**Challenge 1:**
Please list every accessor method that the ECAD documentation names for VariableData.
**Challenge 2:**
According to the ECAD documentation, what does canonical_name return?
**Challenge 3:**
Extend the ECAD documentation by writing what comes after its final sentence.
##### Selection #####
Accessor methods are provided for convenience:

variable(var::VariableData): Get the variable.
zipfile(var::VariableData): Get the path to the zip file.
zipcontent(var::VariableData): Get the ZipReader for the zip file.
ZipArchives.zip_names(var::VariableData): Get the list of file names in the zip archive.
ZipArchives.zip_readentry(var::VariableData, args...; kwargs...): Read a specific entry from the zip archive.

To load specific data, use the provided functions:

load_sources(var::VariableData): Load the sources data frame from the zip file.
load_stations(var::VariableData): Load the stations data frame from the zip file.
load_elements(var::VariableData): Load the elements data frame from the local elements file.
load_elements(var::VariableData, file): Load the elements data frame from a specified file.
load_observations(var::VariableData, station_id): Load the observations data frame for a specific station ID from the zip file.

source

ECAD.canonical_name — Method

canonical_name(var::Variable) -> Symbol

Return the canonical name of a variable as a symbol. The canonical name is the primary identifier for a variable, and all aliases for that variable will map to this canonical name.
##### Listed records #####
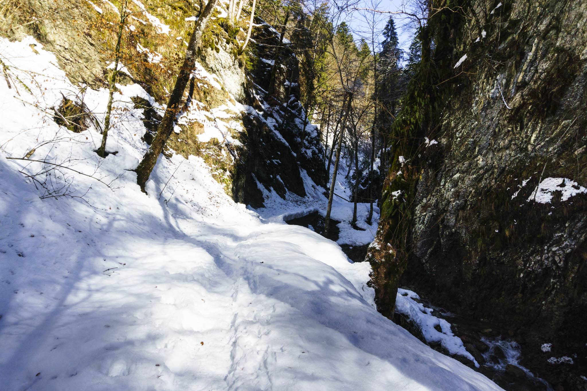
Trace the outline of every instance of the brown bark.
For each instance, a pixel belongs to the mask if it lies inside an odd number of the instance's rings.
[[[330,224],[330,215],[332,210],[332,198],[334,196],[334,188],[336,183],[336,174],[338,171],[338,163],[340,160],[340,149],[342,148],[342,136],[345,131],[345,127],[346,126],[346,120],[349,117],[349,112],[350,111],[350,103],[353,100],[353,96],[351,93],[346,93],[345,100],[346,101],[346,108],[343,109],[345,111],[342,117],[342,123],[340,125],[340,135],[338,139],[338,149],[336,151],[336,159],[334,162],[334,172],[332,173],[332,181],[330,182],[330,193],[328,195],[328,206],[326,208],[326,216],[324,221],[324,236],[328,236],[328,226]],[[344,107],[344,104],[343,105]]]
[[[114,96],[114,90],[116,88],[116,76],[118,76],[118,64],[120,60],[120,43],[122,40],[123,29],[126,21],[126,6],[128,0],[124,0],[124,4],[120,7],[120,23],[118,28],[118,36],[116,39],[116,47],[114,49],[114,70],[110,74],[108,81],[108,104],[106,106],[106,115],[104,118],[104,131],[102,132],[102,142],[96,152],[101,158],[104,157],[106,151],[106,138],[108,137],[108,130],[110,129],[110,117],[112,112],[112,101]]]
[[[137,173],[137,183],[144,192],[146,192],[145,184],[157,163],[159,155],[163,151],[166,142],[171,134],[171,131],[173,129],[173,123],[181,107],[180,104],[184,90],[185,90],[185,86],[187,85],[187,82],[190,80],[190,76],[194,70],[197,50],[201,43],[202,34],[204,33],[208,21],[212,16],[212,12],[216,7],[218,2],[218,0],[209,0],[206,6],[204,8],[200,13],[200,18],[195,22],[194,32],[190,38],[190,43],[188,44],[187,50],[185,52],[183,64],[180,69],[177,80],[176,80],[176,85],[173,87],[171,96],[169,97],[169,101],[167,103],[167,108],[165,110],[163,119],[159,124],[157,134],[153,138],[151,146],[147,153],[145,154],[143,160],[134,170]]]

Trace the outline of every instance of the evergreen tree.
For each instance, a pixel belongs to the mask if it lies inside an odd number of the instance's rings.
[[[420,64],[420,60],[422,57],[422,44],[417,36],[414,37],[408,50],[406,73],[412,78],[416,74],[416,68]]]
[[[381,138],[381,166],[380,171],[384,175],[387,172],[387,162],[386,151],[389,140],[386,135],[395,120],[397,101],[402,91],[399,87],[401,73],[400,62],[402,50],[399,48],[397,33],[393,18],[390,18],[383,29],[382,50],[377,58],[377,96],[379,115],[377,117],[377,130]]]

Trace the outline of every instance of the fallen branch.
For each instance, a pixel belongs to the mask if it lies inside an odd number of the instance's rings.
[[[48,161],[45,161],[45,160],[36,160],[35,159],[26,159],[26,158],[9,158],[9,157],[6,157],[6,159],[10,159],[11,160],[23,160],[23,161],[27,161],[27,162],[37,162],[38,163],[44,163],[45,164],[50,164],[51,165],[56,166],[57,167],[60,167],[61,168],[65,168],[66,169],[68,169],[68,170],[70,170],[71,171],[73,171],[74,172],[79,174],[80,175],[83,175],[85,176],[89,176],[89,178],[92,178],[93,179],[96,179],[96,181],[97,181],[100,183],[103,183],[103,185],[106,185],[106,187],[107,187],[109,189],[110,189],[111,190],[112,189],[112,188],[110,187],[110,183],[107,183],[106,182],[104,182],[103,181],[102,181],[102,179],[100,179],[99,178],[96,178],[95,176],[93,176],[88,175],[87,174],[84,174],[83,172],[82,172],[80,171],[78,171],[77,170],[73,169],[73,168],[72,168],[70,167],[68,167],[66,166],[62,165],[60,164],[58,164],[57,163],[53,163],[52,162],[48,162]],[[112,182],[110,183],[112,183]]]

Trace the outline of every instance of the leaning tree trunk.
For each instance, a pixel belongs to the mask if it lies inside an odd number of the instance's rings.
[[[336,151],[336,159],[334,162],[334,172],[332,173],[332,182],[330,182],[330,193],[328,195],[328,206],[326,208],[326,216],[324,220],[324,236],[328,237],[328,226],[330,225],[330,215],[332,210],[332,198],[334,196],[334,188],[336,183],[336,174],[338,172],[338,163],[340,160],[340,149],[342,149],[342,136],[345,132],[345,127],[346,126],[346,120],[349,117],[349,111],[350,111],[350,102],[352,100],[352,94],[347,93],[345,97],[348,101],[346,102],[346,109],[342,117],[342,123],[340,125],[340,134],[338,139],[338,149]],[[343,103],[344,107],[344,102]],[[343,109],[344,110],[344,109]]]
[[[165,110],[163,119],[159,124],[157,134],[153,139],[149,151],[145,154],[143,160],[134,170],[137,173],[137,183],[140,186],[141,190],[144,192],[146,192],[145,184],[153,171],[153,169],[155,167],[159,155],[163,152],[166,142],[171,134],[171,131],[173,129],[173,122],[176,120],[176,117],[177,115],[180,107],[181,97],[183,96],[185,86],[187,84],[187,82],[190,80],[190,76],[194,70],[196,53],[202,40],[202,34],[204,33],[208,21],[212,16],[212,12],[216,7],[218,2],[218,0],[209,0],[206,6],[204,8],[200,13],[200,18],[195,22],[194,32],[190,38],[190,43],[188,44],[187,50],[185,52],[185,57],[184,59],[183,64],[180,69],[177,80],[176,80],[175,87],[173,87],[173,91],[169,97],[169,101],[167,103],[167,107]]]
[[[108,130],[110,129],[110,117],[112,112],[112,101],[114,97],[114,90],[116,89],[116,76],[118,76],[118,64],[120,61],[120,43],[122,41],[122,32],[126,21],[126,6],[128,0],[124,0],[124,3],[120,6],[120,24],[118,28],[118,36],[116,39],[116,47],[114,49],[114,70],[112,72],[108,81],[108,104],[106,106],[106,115],[104,118],[104,131],[102,132],[102,142],[100,148],[96,152],[101,158],[104,157],[106,152],[106,138],[108,137]]]
[[[279,66],[279,55],[281,53],[281,47],[284,44],[284,38],[285,36],[285,32],[288,28],[288,21],[289,20],[289,8],[285,13],[285,18],[284,20],[284,26],[281,29],[281,33],[279,35],[279,44],[275,48],[275,56],[273,60],[273,66],[271,67],[271,76],[269,80],[269,89],[267,91],[267,96],[270,96],[275,90],[275,78],[277,77],[277,67]]]
[[[242,0],[241,2],[241,5],[238,8],[238,15],[237,16],[237,19],[238,16],[240,16],[241,15],[241,10],[242,9],[242,3],[244,2],[245,2],[245,0]],[[242,47],[241,47],[241,49],[238,51],[239,55],[242,53],[245,48],[247,47],[247,44],[249,43],[249,40],[251,39],[251,32],[252,31],[253,29],[253,21],[255,19],[255,4],[256,3],[257,0],[253,0],[253,5],[252,6],[252,8],[251,9],[251,19],[249,19],[249,29],[247,30],[247,38],[245,38],[245,42],[242,44]]]
[[[357,202],[359,200],[359,185],[360,183],[360,178],[359,176],[359,135],[357,130],[355,129],[355,194],[353,197],[353,226],[357,224]]]

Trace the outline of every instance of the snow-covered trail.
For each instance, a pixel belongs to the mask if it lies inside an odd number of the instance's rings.
[[[124,106],[141,89],[121,86],[119,153],[99,159],[95,129],[46,114],[77,88],[55,57],[0,43],[31,90],[0,80],[2,390],[499,389],[379,314],[368,264],[235,203],[201,158],[161,158],[141,193],[127,169],[146,148],[142,112]],[[40,199],[18,172],[34,167],[6,157],[56,137],[33,157],[71,155],[78,171],[119,176],[118,189],[72,175],[92,206]]]
[[[188,224],[138,192],[77,214],[0,163],[3,256],[23,256],[0,291],[6,389],[495,388],[377,313],[368,265],[308,229],[230,204],[234,225]]]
#####
**Written answer 1:**
- variable(var::VariableData)
- zipfile(var::VariableData)
- zipcontent(var::VariableData)
- ZipArchives.zip_names(var::VariableData)
- ZipArchives.zip_readentry(var::VariableData, args...; kwargs...)

**Written answer 2:**
It returns the canonical name of a variable as a symbol.

**Written answer 3:**
Example

julia> canonical_name(CloudCover())
:cc

source

ECAD.dataset_zip — Method

dataset_zip(var)

Get the path to the zip file for the given variable. The variable can be specified using any of its aliases, e.g. :tx, :temperature_max, or "temperature_max".

source

ECAD.intersect_stations — Method

intersect_stations(vars::AbstractVector{<:VariableData}) -> DataFrame

Find all stations that are present across all provided variables, returning their shared metadata.

This is useful when you want to build a StationData for multiple variables and need to know which station IDs are valid for all of them — i.e. which stations have observations for every variable in vars.

Returns a DataFrame with one row per common station, with columns:

id::Int: The station ID.
name::String: The name of the station.
country_code::String: The ISO country code.
latitude_arcsec::Int: The latitude in arcseconds.
longitude_arcsec::Int: The longitude in arcseconds.
height_meter::Int: The elevation in meters above sea level.

Throws

ArgumentError if vars is empty.

Example

vars = VariableData.([:tg, :tx, :tn])
common = intersect_stations(vars)
station_data = StationData.(Ref(vars), common.id)

source

ECAD.load_elements — Method

load_elements() -> DataFrame
load_elements(var::VariableData, file = nothing) -> DataFrame

Load the elements for the given variable, or everything. Elements are variants of the same variable that may have different units or observation methods. For example, for :tg (temperature mean), a variant simply compute the mean of the daily max and min, while another method compute the mean of each hourly observation.

Columns

element_id::Int: The element ID. Example: TX1 for the first element of the :tx (temperature max) variable.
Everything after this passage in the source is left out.